Friday 10 January 2014

On Terry Eagleton's After Theory


Pheeeeeew! This was long! I actually didn’t plan to read the whole book due to design work overload but for some reason I couldn’t stop at some point as I thought it was rather interesting and well written (did totally not expect to enjoy reading this!!!). In his book ‘After Theory’ Terry Eagleton says that we are
                                     ‘living in the aftermath of (…) high theory’
and describes his view on the change of cultural and literary theory over the past 50 odd years. The first half of the book, about the beginning of postmodern theory, although linguistically very well written, to me is somewhat unorganised and all over the place. I think he fails to get to the point and just strings together many statements, he stays too general in my opinion. But I do think that he is very ineloquent and there were many sentences I caught myself smiling or even laughing. For example when he was talking about how the study of the ‘everyday’ has changed in universities:
 
 ‘In some traditionalist universities not long ago, you could not research on authors who were still alive. This was a great incentive to slip a knife between their ribs one foggy evening, or a remarkable test of patience if your chosen novelist was in rude health and only thirty-four.’
 
The second half is much more focused and critical but is (for me) a bit annoying at the same time as he excessively criticises America. As much as I am not a big fan of a lot of things American, I did find it a bit over the top to basically blame America for everything evil and bad in the world. He kind of stereotyped America/Americans which contradicts his opinion early on in the book when he is talking about how bad it is that subjects in university have become trivial and that the students of today write about sex topics, pop culture and stereotypes rather than intellectual, traditional topics such as
                                                                 ‘Structuralism and Marxism’
 
which he says are now no longer
 
                                                                  ‘the sexy topics they were’.

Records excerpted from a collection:
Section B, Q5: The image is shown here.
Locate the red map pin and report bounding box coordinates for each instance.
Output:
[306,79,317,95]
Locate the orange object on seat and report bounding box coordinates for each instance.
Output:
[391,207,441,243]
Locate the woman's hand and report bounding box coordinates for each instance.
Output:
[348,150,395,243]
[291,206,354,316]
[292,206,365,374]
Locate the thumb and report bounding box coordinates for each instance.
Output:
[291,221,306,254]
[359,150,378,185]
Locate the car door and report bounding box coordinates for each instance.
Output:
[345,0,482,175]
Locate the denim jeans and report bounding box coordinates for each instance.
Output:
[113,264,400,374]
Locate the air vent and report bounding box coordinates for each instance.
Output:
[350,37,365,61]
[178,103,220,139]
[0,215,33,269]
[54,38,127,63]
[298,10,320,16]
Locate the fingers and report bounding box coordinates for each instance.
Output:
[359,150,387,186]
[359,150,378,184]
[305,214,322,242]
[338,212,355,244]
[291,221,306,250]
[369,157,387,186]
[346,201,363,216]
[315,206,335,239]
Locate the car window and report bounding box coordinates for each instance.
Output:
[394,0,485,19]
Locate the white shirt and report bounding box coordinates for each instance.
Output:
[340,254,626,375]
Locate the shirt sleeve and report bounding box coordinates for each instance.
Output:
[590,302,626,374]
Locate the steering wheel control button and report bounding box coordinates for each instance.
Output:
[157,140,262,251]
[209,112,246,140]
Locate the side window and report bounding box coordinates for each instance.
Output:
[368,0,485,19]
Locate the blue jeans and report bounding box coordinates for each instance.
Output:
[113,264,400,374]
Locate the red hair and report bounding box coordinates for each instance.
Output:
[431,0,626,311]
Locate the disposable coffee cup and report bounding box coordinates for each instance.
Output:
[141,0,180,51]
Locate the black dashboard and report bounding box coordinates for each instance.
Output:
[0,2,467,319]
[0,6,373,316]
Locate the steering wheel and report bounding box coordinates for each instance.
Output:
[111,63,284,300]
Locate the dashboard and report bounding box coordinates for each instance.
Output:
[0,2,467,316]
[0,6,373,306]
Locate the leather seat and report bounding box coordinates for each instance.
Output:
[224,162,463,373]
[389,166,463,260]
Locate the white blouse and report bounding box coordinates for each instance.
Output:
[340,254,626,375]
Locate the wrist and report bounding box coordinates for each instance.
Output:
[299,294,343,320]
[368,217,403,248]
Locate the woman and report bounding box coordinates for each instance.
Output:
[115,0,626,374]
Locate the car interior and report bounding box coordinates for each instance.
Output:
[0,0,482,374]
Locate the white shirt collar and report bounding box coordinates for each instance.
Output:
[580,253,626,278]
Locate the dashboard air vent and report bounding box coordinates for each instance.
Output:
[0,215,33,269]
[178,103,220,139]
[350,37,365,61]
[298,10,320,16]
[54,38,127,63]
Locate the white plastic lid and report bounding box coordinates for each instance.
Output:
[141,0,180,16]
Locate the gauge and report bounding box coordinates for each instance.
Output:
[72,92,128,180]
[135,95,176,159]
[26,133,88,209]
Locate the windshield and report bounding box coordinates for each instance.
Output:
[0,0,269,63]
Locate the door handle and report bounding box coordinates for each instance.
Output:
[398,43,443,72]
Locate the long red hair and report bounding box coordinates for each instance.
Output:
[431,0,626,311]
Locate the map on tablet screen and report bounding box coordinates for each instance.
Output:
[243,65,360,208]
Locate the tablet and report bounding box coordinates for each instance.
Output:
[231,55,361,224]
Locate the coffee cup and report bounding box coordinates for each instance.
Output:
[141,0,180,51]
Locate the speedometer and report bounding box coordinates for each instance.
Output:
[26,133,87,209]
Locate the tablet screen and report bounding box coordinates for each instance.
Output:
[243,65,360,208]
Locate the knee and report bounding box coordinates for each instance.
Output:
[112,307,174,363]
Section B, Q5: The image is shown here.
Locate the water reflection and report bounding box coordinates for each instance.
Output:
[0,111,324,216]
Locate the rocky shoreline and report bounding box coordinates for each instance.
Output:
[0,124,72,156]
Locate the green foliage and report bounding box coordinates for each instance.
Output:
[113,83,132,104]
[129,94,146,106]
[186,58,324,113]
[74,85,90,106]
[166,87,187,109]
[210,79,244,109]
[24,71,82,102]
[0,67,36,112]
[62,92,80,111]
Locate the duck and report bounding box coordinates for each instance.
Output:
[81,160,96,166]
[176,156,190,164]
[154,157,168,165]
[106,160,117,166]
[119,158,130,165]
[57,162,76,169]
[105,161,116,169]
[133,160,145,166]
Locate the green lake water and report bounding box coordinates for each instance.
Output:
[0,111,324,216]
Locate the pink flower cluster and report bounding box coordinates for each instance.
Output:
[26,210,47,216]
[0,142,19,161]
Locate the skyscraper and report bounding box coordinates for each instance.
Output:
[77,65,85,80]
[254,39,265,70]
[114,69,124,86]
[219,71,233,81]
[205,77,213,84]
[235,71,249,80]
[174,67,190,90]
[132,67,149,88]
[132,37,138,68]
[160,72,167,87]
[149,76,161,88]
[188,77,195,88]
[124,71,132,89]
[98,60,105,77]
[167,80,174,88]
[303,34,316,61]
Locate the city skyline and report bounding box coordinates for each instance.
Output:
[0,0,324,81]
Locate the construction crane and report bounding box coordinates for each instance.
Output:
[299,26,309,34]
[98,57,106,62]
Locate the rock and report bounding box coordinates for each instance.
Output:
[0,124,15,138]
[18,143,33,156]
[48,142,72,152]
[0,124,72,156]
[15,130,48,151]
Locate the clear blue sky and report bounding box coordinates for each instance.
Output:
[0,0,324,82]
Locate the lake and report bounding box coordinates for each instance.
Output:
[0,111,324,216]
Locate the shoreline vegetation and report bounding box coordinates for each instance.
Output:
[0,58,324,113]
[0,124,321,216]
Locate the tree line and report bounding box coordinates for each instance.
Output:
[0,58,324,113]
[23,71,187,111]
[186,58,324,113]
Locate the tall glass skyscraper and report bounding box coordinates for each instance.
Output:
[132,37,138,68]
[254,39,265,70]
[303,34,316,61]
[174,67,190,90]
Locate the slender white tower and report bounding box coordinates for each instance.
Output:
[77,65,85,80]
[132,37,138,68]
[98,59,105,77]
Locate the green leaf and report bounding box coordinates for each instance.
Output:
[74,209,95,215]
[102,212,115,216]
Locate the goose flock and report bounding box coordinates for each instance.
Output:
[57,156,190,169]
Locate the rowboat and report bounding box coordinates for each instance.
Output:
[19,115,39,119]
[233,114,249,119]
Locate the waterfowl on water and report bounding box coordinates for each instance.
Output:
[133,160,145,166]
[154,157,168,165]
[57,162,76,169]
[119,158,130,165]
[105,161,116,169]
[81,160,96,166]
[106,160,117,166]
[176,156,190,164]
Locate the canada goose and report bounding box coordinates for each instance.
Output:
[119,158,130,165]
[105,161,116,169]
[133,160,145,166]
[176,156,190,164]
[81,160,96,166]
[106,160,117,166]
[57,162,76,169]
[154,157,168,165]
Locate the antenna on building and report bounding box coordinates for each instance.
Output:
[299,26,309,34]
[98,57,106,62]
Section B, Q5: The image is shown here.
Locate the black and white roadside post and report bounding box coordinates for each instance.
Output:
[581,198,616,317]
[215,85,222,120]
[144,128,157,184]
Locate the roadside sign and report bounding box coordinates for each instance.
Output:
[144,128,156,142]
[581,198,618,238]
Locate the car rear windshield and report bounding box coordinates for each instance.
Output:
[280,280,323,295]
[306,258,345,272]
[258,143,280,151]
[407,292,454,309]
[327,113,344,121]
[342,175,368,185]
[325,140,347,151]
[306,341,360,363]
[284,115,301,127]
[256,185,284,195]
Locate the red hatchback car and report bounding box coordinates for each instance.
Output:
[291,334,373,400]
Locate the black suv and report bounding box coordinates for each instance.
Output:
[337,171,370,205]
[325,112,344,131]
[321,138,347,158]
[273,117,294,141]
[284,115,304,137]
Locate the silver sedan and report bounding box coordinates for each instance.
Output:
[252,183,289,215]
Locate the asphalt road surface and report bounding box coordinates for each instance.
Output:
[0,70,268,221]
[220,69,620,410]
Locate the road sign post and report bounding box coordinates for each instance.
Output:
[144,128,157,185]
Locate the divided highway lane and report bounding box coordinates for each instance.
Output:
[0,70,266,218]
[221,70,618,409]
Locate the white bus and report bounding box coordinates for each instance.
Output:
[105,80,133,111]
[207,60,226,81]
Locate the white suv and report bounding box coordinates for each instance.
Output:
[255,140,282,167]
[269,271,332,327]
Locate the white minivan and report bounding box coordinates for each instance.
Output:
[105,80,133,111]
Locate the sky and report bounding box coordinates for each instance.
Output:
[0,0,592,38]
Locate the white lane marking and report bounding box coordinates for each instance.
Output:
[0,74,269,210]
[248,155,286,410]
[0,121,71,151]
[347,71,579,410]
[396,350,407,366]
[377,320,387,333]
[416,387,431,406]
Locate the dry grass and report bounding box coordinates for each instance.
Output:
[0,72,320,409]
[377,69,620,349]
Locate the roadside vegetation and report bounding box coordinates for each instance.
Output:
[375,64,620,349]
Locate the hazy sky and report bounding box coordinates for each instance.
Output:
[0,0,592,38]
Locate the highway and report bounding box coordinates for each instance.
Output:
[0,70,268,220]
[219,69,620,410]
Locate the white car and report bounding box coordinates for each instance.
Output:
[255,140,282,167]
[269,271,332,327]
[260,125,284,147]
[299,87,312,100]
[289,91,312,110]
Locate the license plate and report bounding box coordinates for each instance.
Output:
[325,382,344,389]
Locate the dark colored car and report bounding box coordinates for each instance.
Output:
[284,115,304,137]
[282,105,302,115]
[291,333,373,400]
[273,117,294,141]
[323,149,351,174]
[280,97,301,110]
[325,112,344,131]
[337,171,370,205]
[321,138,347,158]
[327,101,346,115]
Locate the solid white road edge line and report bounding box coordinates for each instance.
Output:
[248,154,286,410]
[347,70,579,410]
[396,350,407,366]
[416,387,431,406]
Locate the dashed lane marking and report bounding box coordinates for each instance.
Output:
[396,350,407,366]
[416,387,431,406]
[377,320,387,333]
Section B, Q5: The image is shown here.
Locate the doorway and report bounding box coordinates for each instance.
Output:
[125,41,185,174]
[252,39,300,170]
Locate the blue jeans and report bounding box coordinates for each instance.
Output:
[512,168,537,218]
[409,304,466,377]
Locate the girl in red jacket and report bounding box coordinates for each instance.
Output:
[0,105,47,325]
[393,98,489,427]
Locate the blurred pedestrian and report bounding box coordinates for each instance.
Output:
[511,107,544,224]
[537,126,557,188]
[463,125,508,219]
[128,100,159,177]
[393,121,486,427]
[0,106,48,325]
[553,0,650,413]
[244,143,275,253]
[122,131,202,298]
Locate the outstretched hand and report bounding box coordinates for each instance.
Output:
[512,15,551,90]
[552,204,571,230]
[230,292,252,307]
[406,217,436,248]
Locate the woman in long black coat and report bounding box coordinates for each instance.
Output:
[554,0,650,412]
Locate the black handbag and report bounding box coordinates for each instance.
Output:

** EXERCISE TASK **
In the review of After Theory, which two subjects does Eagleton say are no longer "the sexy topics they were"? These rows were taken from a separate source.

** FULL ANSWER **
Structuralism and Marxism.